**Exercise description**:
Copy out, character for character, the lines of the entries below from the line containing "</instance>" to the line containing "positive clicks: (349, 313)", including both of those lines.

**Task input**:

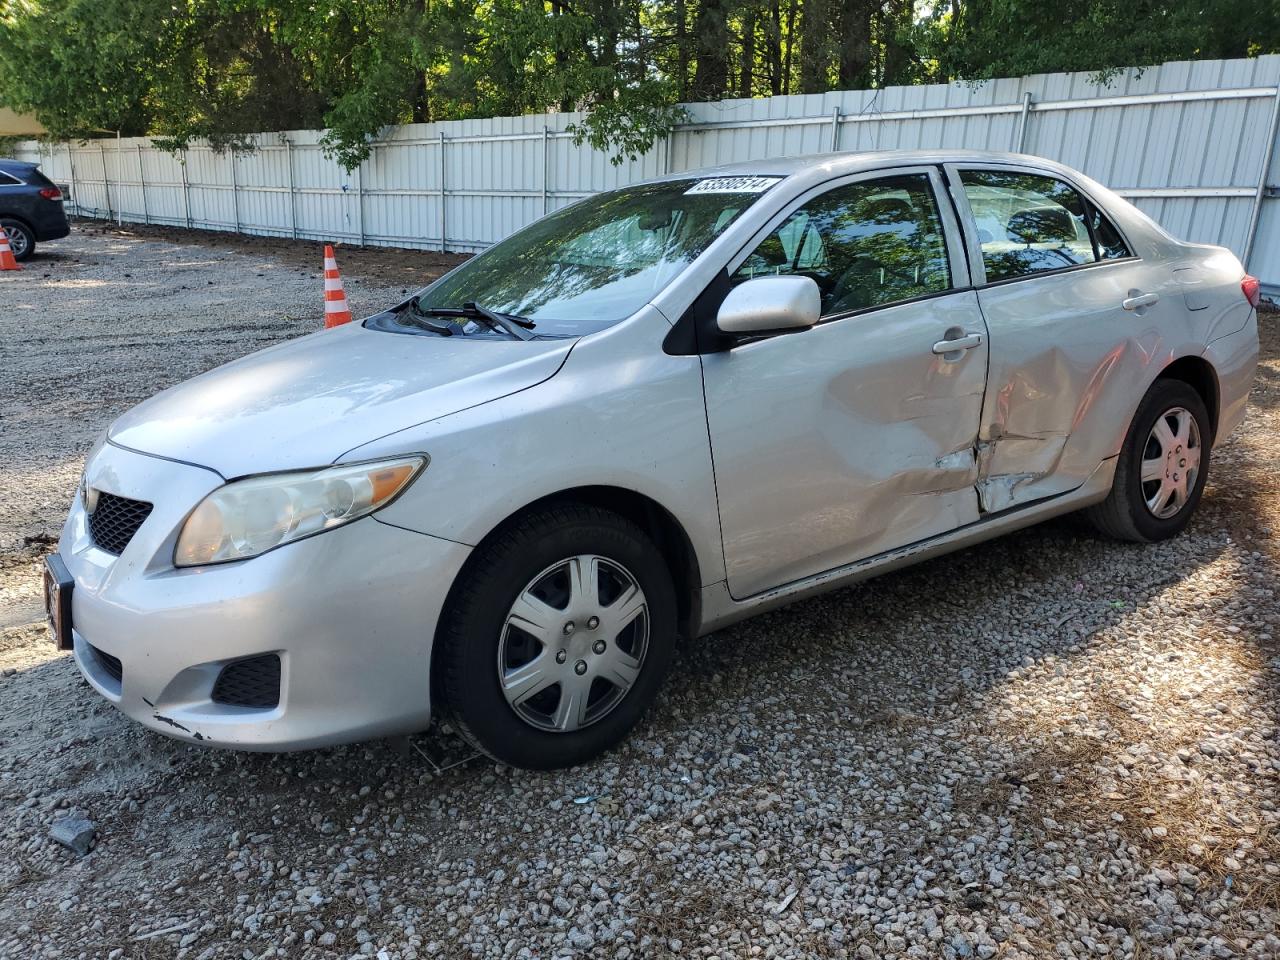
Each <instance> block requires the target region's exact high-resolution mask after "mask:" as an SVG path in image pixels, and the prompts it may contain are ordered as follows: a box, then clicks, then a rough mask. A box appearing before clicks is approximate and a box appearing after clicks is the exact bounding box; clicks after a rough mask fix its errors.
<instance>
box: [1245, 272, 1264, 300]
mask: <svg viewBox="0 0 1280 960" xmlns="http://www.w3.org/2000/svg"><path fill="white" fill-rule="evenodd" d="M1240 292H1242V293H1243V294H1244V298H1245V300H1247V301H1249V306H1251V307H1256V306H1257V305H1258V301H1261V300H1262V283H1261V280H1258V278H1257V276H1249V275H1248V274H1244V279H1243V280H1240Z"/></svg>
--
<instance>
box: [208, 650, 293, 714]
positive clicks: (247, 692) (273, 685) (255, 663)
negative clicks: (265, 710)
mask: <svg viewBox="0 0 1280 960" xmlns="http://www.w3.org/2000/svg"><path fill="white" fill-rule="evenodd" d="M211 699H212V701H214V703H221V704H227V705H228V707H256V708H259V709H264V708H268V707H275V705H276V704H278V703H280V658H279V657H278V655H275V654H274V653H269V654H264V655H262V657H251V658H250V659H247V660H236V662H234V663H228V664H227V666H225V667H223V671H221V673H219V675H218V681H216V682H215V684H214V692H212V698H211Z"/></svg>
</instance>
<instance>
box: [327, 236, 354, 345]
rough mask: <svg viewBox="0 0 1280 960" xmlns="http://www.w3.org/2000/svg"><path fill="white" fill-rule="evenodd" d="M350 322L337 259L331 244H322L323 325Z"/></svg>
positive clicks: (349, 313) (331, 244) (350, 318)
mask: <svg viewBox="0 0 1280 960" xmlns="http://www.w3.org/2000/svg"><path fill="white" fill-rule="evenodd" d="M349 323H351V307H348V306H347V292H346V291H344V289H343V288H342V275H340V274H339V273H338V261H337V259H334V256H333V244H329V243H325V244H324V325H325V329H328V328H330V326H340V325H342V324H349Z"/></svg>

**Response to this task**:
</instance>
<instance>
box: [327, 236, 354, 345]
rough mask: <svg viewBox="0 0 1280 960" xmlns="http://www.w3.org/2000/svg"><path fill="white" fill-rule="evenodd" d="M350 322L337 259L331 244H322L323 325Z"/></svg>
positive clicks: (349, 313) (331, 244) (350, 318)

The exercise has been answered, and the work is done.